Copy the items below word for word, starting at the line that contains "Objective — a point for each instance of the green plant" and continuing through the final line, with both ends included.

>> Start Data lines

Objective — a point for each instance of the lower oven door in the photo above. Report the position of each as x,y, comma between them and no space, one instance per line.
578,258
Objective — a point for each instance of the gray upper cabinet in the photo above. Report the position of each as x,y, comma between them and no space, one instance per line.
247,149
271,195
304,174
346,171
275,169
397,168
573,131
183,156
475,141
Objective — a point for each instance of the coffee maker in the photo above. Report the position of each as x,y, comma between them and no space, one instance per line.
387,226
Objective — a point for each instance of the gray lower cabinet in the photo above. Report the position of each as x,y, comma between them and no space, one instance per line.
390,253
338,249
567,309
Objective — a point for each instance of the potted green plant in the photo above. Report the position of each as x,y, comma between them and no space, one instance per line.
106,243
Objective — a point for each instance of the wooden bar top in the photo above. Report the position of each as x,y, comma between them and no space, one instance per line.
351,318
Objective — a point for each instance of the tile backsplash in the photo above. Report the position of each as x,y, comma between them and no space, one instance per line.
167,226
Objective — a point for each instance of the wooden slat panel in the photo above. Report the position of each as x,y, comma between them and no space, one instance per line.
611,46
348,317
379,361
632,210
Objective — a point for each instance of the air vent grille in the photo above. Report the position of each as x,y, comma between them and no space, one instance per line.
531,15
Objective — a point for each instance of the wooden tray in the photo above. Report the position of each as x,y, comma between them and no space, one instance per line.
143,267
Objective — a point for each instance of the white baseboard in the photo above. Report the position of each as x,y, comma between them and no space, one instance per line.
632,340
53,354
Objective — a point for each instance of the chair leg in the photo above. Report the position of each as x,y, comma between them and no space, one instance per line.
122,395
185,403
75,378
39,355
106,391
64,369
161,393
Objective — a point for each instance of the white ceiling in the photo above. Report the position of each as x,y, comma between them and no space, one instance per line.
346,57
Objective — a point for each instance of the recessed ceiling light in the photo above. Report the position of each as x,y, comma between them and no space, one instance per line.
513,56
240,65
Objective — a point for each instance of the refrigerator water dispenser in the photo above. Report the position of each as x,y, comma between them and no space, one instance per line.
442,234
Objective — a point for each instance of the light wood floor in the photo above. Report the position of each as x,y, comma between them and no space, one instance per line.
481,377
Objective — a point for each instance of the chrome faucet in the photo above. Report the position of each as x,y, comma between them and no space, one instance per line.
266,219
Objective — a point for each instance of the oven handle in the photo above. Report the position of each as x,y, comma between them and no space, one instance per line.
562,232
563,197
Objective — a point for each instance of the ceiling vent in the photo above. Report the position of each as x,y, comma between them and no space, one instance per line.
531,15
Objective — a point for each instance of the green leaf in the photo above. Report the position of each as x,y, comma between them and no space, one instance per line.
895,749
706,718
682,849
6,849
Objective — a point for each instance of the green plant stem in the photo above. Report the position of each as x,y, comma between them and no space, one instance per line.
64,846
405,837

>> End Data lines

• _Reply_
Objective — a point for each instance of the green plant stem in the photo above. Report the position of each as x,y, comma between them and no space, one instance per line.
64,846
405,837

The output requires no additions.